[Records from an annotation dataset]
'''

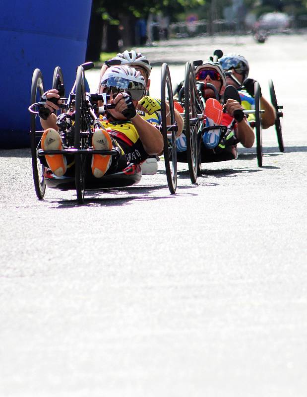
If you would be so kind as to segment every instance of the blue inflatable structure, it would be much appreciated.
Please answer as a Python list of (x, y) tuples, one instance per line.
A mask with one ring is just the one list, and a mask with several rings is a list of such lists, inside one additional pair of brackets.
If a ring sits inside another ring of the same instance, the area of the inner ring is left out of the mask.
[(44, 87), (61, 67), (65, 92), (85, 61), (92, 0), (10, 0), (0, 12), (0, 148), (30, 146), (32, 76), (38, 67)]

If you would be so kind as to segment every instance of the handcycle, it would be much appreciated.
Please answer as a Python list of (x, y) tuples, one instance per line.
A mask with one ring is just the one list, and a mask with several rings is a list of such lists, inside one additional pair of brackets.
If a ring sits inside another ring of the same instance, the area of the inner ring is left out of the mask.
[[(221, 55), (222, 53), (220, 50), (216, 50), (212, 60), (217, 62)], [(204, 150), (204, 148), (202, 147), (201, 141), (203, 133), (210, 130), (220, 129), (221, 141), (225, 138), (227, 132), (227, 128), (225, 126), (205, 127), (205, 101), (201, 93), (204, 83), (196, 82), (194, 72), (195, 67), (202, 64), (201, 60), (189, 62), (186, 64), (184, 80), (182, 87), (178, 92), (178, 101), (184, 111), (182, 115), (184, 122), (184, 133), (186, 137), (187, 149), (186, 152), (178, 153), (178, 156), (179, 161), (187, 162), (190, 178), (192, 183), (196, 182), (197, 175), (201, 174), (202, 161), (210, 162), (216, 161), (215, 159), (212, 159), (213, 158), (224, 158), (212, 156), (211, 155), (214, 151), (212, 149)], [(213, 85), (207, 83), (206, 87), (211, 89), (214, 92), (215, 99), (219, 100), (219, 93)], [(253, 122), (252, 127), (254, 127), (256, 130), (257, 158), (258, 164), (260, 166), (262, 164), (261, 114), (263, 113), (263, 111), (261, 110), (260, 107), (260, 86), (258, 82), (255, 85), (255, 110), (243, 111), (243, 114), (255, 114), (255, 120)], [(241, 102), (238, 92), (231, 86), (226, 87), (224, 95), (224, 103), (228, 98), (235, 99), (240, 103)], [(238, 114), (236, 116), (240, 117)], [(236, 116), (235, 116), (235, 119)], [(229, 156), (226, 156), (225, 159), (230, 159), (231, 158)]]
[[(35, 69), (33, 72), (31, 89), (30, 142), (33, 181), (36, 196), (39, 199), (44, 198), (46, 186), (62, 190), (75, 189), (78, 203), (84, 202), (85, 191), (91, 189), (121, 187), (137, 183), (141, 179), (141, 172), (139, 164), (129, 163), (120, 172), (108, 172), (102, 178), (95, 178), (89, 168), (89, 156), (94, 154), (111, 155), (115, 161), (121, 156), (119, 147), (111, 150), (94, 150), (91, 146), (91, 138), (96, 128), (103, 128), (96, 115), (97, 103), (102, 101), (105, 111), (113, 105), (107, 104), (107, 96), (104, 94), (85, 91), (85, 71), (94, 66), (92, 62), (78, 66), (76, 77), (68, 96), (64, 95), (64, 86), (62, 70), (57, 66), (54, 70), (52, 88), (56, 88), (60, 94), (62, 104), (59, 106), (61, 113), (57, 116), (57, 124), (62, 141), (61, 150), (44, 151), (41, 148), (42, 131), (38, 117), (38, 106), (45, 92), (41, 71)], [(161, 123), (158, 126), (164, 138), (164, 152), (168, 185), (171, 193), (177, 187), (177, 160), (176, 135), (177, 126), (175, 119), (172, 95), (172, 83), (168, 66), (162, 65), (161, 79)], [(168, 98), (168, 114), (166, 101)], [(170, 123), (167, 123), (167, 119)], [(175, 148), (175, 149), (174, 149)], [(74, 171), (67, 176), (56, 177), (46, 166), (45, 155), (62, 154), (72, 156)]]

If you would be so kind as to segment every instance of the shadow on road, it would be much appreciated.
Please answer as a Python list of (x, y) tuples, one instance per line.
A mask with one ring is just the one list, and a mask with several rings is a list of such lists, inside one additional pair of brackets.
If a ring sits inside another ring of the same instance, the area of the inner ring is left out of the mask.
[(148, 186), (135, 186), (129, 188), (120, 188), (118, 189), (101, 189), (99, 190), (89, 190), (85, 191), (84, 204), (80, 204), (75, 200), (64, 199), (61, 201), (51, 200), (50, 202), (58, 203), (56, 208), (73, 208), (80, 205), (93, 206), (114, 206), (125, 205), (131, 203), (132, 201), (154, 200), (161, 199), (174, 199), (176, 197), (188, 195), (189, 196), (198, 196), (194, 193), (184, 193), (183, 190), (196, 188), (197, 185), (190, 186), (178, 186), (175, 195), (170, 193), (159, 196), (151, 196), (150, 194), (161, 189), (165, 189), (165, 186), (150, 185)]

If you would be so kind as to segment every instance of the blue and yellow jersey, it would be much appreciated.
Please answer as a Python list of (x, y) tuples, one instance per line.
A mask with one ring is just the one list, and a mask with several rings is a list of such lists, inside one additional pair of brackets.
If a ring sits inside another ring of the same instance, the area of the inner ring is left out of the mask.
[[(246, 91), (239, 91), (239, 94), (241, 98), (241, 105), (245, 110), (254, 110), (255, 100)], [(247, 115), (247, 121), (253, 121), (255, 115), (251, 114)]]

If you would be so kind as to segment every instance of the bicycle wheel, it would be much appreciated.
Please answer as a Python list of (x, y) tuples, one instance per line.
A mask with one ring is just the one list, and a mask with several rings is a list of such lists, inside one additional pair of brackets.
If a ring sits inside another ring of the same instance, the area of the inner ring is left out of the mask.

'''

What you are asked to do
Please set down each line of the data above exactly as written, without the pictures.

Solution for this problem
If you would be so kind as to segment every instance of the blue inflatable structure, it would be much appreciated.
Please answer as a Python list of (x, y) tuples, one instance per line.
A mask with one ring is just the one list, and a mask with several rings is a list of such lists, inside one additional pair of brackets.
If a ring sits inside another ring of the same instance, the area of the inner ring is left out of the mask.
[(44, 87), (61, 67), (65, 92), (85, 61), (92, 0), (10, 0), (0, 12), (0, 148), (30, 146), (32, 76), (38, 67)]

If you would be so kind as to segment every instance of the handcycle, it would be much appreciated.
Please answer as a Python list of (x, y) tuples, one instance per line.
A mask with one ring is just the one list, and a mask with several rings is a list of such lists, inside one additional pair of brackets.
If a ring sits inside another ring of the same instance, the area of the inner ring is left out of the mask.
[[(221, 55), (222, 53), (220, 50), (216, 50), (212, 60), (217, 62)], [(204, 150), (204, 148), (202, 147), (201, 141), (203, 133), (210, 130), (220, 129), (221, 141), (225, 138), (227, 132), (227, 128), (225, 126), (205, 127), (205, 101), (201, 93), (204, 83), (196, 82), (194, 72), (195, 67), (202, 64), (201, 60), (189, 62), (186, 64), (184, 80), (182, 87), (178, 92), (178, 101), (184, 111), (182, 115), (184, 122), (184, 133), (186, 137), (187, 149), (186, 152), (178, 153), (178, 156), (179, 161), (187, 162), (190, 178), (192, 183), (196, 182), (197, 175), (201, 174), (202, 161), (210, 162), (216, 161), (215, 159), (212, 159), (213, 158), (224, 158), (212, 156), (211, 155), (214, 151), (212, 149)], [(213, 85), (207, 83), (206, 87), (211, 89), (214, 92), (215, 99), (219, 100), (219, 93)], [(253, 122), (252, 127), (254, 127), (256, 130), (257, 158), (258, 164), (260, 166), (262, 164), (261, 114), (263, 113), (263, 111), (261, 110), (260, 107), (260, 86), (258, 82), (255, 85), (255, 110), (243, 111), (243, 114), (255, 114), (255, 120)], [(241, 102), (238, 92), (231, 86), (226, 87), (224, 95), (224, 103), (228, 98), (235, 99), (240, 103)], [(238, 114), (236, 116), (240, 117)], [(236, 116), (235, 116), (235, 119)], [(229, 156), (226, 156), (225, 159), (230, 159), (231, 158)]]
[[(35, 69), (33, 72), (31, 89), (30, 142), (33, 181), (36, 196), (39, 199), (44, 198), (46, 186), (62, 190), (75, 189), (78, 203), (84, 202), (85, 191), (91, 189), (121, 187), (137, 183), (141, 179), (141, 172), (139, 164), (129, 163), (120, 172), (108, 172), (102, 178), (95, 178), (89, 168), (89, 156), (94, 154), (111, 155), (115, 161), (121, 156), (119, 147), (111, 150), (94, 150), (91, 146), (91, 138), (96, 128), (103, 128), (96, 115), (97, 103), (102, 101), (105, 111), (113, 105), (107, 104), (107, 96), (104, 94), (85, 91), (85, 71), (94, 66), (92, 62), (78, 66), (76, 77), (68, 96), (64, 95), (64, 86), (62, 70), (57, 66), (54, 70), (52, 88), (56, 88), (60, 94), (62, 104), (59, 106), (61, 113), (57, 116), (57, 124), (62, 141), (61, 150), (44, 151), (41, 148), (42, 131), (38, 117), (38, 106), (45, 92), (41, 71)], [(161, 123), (158, 126), (164, 138), (164, 152), (168, 185), (171, 193), (177, 187), (177, 160), (176, 135), (177, 126), (175, 119), (172, 95), (172, 83), (168, 66), (162, 65), (161, 79)], [(168, 98), (168, 114), (166, 101)], [(170, 123), (167, 123), (167, 119)], [(175, 148), (175, 149), (174, 149)], [(74, 171), (67, 176), (56, 177), (46, 166), (45, 155), (62, 154), (72, 156)]]

If you would be so kind as to segment every instance of the shadow on road, it would be much appreciated.
Please answer as a Python list of (x, y) tuples, one instance per line.
A mask with one ring is just the one list, and a mask with several rings is a list of such lists, inside one additional pair of brackets.
If a ring sits inside another ring of the same instance, the area of the inner ring is left out of the mask.
[(148, 186), (135, 186), (129, 188), (120, 188), (118, 189), (101, 189), (99, 190), (89, 190), (85, 191), (84, 204), (80, 204), (75, 200), (64, 199), (61, 201), (51, 200), (50, 202), (58, 203), (56, 208), (73, 208), (80, 205), (93, 206), (114, 206), (125, 205), (131, 203), (132, 201), (154, 200), (161, 199), (174, 199), (176, 197), (188, 195), (189, 196), (198, 196), (194, 193), (184, 193), (183, 190), (196, 188), (197, 185), (190, 186), (178, 186), (175, 195), (170, 193), (159, 196), (151, 196), (150, 194), (161, 189), (165, 189), (165, 186), (150, 185)]

If you would be so kind as to segment every instance of the blue and yellow jersey, it would be much appreciated.
Please answer as a Python list of (x, y) tuples, one instance per line.
A mask with one ring is just the one list, and a mask with several rings is a list of such lists, inside one additional pair of brackets.
If a ring sits inside another ring of the same instance, the area of the inner ring is left out of the mask.
[[(246, 91), (239, 91), (239, 94), (241, 98), (241, 105), (245, 110), (254, 110), (255, 100)], [(247, 115), (247, 121), (253, 121), (255, 115), (251, 114)]]

If you would be so kind as to segment every instance of the bicycle wheel, it would be much appreciated.
Please answer as a Python list of (x, y) tuples, one instance per line.
A mask with one ring is just the one list, and a mask with several rings is a list of such lists, inside one additional pair of brackets.
If a ring sits inside another ring of the same instance, the area of the inner ring is left out of the mask.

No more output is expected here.